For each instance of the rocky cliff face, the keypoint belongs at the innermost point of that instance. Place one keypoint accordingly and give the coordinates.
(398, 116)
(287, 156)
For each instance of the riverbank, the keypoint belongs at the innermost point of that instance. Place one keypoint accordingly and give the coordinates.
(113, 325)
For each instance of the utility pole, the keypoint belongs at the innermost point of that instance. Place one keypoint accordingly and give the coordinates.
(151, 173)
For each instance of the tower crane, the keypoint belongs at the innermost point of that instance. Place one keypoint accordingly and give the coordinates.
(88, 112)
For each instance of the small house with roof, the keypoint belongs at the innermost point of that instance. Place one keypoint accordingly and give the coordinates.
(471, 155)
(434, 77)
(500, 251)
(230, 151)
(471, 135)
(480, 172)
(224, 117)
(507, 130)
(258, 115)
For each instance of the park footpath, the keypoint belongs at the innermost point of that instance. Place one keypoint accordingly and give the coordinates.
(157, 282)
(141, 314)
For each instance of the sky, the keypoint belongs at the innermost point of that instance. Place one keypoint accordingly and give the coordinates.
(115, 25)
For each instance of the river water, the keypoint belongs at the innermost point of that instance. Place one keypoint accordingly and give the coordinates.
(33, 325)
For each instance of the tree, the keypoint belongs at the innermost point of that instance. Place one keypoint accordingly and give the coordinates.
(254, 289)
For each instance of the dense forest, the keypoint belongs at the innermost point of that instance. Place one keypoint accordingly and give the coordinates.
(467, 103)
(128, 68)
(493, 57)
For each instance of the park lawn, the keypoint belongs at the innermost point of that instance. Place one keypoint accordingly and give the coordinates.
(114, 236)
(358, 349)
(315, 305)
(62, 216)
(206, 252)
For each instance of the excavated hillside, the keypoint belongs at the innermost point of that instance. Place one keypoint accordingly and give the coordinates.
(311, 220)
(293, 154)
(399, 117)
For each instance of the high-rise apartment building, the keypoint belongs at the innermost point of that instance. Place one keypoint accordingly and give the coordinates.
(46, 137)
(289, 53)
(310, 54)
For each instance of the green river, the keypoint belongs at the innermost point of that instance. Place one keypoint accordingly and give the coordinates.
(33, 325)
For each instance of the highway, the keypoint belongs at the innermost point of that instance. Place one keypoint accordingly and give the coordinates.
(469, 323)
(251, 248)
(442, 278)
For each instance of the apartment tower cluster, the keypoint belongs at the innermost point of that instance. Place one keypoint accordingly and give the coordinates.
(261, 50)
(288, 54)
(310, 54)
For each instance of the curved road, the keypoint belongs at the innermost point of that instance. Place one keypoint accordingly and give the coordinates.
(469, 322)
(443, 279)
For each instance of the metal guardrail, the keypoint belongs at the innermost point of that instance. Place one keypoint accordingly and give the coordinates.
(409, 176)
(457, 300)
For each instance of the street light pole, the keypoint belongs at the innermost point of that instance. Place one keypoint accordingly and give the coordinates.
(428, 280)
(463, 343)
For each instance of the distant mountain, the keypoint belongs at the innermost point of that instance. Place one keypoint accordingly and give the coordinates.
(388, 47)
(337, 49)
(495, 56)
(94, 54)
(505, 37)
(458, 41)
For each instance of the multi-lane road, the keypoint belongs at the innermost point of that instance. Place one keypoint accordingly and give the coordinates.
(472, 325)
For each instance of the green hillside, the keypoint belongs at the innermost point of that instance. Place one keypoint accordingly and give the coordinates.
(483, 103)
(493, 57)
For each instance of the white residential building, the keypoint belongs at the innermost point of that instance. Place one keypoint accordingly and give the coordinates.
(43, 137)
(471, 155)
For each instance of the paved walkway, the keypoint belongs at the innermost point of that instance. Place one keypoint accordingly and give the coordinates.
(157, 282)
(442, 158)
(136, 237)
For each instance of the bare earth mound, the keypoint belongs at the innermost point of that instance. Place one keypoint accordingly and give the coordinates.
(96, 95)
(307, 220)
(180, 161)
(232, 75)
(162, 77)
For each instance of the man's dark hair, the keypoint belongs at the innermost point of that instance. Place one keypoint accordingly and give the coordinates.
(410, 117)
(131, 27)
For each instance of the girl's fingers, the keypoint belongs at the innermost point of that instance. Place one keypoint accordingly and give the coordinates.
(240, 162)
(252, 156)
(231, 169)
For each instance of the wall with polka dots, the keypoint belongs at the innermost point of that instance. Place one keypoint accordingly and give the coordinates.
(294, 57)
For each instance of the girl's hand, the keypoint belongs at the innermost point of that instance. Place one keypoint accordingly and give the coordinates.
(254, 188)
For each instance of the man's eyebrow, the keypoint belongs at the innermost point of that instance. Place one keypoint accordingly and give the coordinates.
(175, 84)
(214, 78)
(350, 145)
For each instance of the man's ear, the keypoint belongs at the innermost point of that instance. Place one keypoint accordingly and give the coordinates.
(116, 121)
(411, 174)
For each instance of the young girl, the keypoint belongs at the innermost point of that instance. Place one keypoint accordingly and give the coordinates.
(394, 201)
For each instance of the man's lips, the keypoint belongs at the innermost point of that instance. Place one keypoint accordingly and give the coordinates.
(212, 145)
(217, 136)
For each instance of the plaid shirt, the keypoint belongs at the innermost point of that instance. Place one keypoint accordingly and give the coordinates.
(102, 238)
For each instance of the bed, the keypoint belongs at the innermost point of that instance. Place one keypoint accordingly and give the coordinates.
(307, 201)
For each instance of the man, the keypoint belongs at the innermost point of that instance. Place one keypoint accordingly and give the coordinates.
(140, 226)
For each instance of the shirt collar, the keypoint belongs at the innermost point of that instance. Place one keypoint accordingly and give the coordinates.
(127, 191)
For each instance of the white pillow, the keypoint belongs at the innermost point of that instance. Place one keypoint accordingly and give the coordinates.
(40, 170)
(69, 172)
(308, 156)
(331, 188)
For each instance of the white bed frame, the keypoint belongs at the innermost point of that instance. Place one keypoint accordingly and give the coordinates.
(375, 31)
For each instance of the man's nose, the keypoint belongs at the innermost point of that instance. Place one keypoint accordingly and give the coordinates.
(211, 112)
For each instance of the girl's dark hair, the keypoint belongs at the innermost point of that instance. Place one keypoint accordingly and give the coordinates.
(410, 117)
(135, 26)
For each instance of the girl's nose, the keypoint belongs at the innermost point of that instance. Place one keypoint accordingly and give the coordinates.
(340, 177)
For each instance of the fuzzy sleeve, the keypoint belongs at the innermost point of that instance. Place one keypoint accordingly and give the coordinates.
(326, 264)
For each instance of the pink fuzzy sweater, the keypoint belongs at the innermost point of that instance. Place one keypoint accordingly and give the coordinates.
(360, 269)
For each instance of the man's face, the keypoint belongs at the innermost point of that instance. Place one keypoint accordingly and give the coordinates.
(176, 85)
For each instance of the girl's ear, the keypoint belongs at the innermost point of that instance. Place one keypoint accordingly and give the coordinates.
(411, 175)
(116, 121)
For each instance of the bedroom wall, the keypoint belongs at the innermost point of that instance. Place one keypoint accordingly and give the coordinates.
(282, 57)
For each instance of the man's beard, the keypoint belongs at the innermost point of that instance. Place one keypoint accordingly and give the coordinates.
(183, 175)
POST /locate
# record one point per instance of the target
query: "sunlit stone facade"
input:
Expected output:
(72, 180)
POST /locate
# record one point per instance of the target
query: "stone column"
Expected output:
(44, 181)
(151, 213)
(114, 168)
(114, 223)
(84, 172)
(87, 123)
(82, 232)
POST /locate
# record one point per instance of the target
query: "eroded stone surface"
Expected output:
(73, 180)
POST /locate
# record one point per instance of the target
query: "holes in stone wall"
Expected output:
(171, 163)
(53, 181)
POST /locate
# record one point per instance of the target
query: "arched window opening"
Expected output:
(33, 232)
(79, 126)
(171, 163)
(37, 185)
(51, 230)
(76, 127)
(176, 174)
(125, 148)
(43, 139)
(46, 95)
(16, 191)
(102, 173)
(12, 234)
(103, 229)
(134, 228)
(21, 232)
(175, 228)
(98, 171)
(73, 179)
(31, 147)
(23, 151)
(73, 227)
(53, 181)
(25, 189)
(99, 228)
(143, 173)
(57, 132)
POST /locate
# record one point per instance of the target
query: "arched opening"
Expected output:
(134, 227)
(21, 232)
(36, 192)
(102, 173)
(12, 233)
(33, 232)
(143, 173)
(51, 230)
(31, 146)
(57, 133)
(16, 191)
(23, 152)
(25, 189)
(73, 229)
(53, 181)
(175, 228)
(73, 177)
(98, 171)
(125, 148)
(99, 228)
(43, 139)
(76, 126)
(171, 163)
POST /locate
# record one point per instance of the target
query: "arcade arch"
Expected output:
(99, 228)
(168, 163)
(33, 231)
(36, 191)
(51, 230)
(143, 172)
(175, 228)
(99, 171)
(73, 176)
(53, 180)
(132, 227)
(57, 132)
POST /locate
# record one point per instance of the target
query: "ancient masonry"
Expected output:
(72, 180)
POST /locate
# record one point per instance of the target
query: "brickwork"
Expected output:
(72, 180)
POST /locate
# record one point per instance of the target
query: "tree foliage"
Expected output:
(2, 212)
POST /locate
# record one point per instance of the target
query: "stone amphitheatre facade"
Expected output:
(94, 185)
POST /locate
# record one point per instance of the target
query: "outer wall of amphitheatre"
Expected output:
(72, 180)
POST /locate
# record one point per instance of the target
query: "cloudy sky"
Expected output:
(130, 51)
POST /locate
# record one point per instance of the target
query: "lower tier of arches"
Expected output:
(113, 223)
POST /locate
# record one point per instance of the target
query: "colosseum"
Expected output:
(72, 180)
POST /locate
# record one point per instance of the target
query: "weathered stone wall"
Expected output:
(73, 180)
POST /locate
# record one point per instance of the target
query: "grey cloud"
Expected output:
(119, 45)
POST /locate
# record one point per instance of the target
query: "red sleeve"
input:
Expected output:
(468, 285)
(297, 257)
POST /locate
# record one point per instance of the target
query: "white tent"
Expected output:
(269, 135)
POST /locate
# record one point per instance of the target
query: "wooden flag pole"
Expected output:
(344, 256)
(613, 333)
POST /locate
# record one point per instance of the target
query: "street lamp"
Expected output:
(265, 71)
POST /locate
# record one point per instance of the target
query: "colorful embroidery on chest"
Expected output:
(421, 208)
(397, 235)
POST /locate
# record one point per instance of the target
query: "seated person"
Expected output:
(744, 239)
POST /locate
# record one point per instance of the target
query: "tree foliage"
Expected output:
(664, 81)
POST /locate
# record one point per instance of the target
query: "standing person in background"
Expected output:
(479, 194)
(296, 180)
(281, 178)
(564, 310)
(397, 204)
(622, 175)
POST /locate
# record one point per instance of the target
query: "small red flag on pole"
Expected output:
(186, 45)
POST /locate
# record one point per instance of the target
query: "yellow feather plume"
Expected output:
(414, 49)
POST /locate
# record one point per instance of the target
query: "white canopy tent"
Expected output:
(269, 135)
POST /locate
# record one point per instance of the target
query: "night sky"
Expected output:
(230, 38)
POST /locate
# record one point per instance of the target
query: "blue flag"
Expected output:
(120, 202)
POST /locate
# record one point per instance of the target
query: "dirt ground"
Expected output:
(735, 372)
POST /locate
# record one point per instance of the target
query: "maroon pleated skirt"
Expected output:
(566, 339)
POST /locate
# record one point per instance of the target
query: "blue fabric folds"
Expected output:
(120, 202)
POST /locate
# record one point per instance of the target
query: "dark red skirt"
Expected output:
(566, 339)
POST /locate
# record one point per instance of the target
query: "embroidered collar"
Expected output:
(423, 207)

..........

WORK INSTRUCTIONS ▸ Tally the lines in the data above that contain the string "tower" and reply with only the number.

RESULT OF THIS EXERCISE ▸ 2